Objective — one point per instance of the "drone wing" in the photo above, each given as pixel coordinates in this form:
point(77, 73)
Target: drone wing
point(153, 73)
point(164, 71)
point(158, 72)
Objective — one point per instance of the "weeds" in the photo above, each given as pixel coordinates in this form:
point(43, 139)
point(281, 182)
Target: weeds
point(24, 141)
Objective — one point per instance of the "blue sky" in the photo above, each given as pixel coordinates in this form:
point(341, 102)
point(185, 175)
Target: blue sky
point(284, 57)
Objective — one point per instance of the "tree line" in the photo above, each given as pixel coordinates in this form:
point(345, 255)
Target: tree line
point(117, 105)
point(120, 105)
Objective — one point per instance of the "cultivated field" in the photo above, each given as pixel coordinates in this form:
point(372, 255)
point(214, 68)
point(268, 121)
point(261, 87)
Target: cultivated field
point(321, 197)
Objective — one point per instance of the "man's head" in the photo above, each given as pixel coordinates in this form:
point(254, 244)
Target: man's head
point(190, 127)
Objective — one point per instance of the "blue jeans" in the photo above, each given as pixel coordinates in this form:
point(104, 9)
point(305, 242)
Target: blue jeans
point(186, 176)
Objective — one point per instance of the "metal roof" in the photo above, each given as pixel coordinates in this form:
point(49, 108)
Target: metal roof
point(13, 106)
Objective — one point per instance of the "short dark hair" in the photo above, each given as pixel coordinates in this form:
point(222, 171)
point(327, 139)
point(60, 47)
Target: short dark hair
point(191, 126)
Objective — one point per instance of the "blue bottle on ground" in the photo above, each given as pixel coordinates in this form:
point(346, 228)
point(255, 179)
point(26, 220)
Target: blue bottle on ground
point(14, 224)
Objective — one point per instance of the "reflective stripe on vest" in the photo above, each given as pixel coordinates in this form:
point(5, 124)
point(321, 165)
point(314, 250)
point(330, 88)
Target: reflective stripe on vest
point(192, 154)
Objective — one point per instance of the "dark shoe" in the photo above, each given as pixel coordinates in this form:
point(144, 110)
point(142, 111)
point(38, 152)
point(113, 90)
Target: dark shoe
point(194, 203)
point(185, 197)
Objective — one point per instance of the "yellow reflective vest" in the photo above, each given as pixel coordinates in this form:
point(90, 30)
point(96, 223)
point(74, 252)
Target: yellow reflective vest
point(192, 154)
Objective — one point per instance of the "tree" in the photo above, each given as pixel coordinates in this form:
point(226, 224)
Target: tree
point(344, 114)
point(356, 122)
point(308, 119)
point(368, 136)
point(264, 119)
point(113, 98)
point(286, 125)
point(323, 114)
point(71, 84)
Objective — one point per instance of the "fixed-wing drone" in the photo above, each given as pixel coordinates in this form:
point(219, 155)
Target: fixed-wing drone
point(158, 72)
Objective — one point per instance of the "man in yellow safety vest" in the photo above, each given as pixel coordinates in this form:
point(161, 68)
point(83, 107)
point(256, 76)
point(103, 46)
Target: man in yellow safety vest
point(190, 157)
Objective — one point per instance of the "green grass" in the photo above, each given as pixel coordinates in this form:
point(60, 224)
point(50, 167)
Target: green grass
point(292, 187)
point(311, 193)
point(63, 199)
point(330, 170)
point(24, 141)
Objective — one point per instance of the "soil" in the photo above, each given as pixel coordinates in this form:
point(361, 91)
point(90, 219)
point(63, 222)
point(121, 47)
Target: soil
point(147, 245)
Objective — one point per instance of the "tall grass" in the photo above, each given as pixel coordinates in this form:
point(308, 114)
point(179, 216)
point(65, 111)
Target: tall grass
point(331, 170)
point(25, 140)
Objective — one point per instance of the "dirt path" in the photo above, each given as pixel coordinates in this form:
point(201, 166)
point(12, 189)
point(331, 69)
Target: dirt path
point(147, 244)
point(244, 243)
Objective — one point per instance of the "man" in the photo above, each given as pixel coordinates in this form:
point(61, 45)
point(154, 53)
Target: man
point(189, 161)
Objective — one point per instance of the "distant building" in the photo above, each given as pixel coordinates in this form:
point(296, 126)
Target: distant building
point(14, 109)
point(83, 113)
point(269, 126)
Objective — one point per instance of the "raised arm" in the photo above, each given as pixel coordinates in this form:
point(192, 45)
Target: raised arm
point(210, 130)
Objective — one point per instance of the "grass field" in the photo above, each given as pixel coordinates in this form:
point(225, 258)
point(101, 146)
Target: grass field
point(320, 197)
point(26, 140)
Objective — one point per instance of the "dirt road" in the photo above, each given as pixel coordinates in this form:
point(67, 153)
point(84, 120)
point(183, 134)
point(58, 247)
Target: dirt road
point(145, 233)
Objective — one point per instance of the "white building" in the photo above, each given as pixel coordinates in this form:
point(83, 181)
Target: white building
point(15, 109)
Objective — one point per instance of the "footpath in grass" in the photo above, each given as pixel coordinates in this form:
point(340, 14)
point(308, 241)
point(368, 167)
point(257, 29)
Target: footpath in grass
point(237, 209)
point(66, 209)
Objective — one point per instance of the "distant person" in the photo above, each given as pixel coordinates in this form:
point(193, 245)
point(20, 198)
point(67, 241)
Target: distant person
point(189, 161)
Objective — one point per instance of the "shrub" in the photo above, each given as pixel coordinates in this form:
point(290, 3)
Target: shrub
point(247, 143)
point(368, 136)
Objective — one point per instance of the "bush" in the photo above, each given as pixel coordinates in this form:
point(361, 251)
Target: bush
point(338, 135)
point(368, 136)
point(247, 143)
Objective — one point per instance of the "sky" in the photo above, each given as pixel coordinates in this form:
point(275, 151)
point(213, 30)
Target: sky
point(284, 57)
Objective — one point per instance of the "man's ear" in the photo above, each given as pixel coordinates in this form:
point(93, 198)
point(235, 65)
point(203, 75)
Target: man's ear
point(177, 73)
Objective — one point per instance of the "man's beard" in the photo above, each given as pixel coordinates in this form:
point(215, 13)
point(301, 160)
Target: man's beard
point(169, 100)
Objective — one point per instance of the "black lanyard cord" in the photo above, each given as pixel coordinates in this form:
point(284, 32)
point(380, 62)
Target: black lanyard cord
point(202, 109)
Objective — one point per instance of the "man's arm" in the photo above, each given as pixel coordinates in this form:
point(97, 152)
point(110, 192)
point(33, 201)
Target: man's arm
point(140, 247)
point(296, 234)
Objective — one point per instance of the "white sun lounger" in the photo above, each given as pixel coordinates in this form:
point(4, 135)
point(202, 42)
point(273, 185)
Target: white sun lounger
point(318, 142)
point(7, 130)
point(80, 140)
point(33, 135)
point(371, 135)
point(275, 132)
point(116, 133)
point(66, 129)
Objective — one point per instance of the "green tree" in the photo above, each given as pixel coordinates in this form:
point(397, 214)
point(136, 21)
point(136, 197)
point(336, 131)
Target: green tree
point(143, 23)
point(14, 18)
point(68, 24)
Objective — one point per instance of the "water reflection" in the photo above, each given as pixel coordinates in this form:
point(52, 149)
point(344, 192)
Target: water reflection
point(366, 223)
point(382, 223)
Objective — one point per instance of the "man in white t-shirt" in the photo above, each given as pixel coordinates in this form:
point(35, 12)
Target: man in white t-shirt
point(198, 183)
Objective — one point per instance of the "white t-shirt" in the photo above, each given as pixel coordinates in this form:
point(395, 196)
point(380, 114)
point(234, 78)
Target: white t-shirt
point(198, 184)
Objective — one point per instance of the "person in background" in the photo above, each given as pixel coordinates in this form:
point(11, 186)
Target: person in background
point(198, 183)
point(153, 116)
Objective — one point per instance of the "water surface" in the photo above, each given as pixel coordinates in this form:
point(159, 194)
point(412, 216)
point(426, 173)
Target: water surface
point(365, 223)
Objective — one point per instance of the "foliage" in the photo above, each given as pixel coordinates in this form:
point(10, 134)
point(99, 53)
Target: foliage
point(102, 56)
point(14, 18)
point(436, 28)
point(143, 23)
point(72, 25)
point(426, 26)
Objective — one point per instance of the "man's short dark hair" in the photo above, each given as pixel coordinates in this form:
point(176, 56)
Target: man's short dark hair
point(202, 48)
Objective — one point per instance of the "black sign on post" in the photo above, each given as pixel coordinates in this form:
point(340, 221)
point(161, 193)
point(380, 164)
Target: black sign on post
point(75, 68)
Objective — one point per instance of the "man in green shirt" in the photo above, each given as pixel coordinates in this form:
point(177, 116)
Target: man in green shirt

──────

• [Work request]:
Reproduce every line of the entries above, unchanged, from the very first one down to and including the line containing "point(254, 244)".

• [Result for this task]:
Objective — one point per instance of the "drone wing" in the photo above, each given as pixel coordinates in this form:
point(77, 73)
Target: drone wing
point(153, 73)
point(164, 71)
point(158, 72)
Objective — one point per instance of the "weeds" in the photo above, each given as pixel coordinates in this form:
point(43, 139)
point(281, 182)
Target: weeds
point(24, 141)
Objective — one point per instance of the "blue sky" in the photo above, each given as pixel coordinates in this form:
point(341, 102)
point(185, 175)
Target: blue sky
point(284, 57)
Objective — one point per instance of the "tree line" in the photo above, each given as pixel coordinates in this form:
point(345, 255)
Target: tree line
point(117, 105)
point(120, 105)
Objective — one point per instance of the "cultivated field" in the photo above, each given as pixel coordinates in this form:
point(372, 255)
point(214, 68)
point(268, 121)
point(261, 87)
Target: cultivated field
point(321, 197)
Objective — one point per instance of the "man's head" in the photo above, each given as pixel coordinates in this form:
point(254, 244)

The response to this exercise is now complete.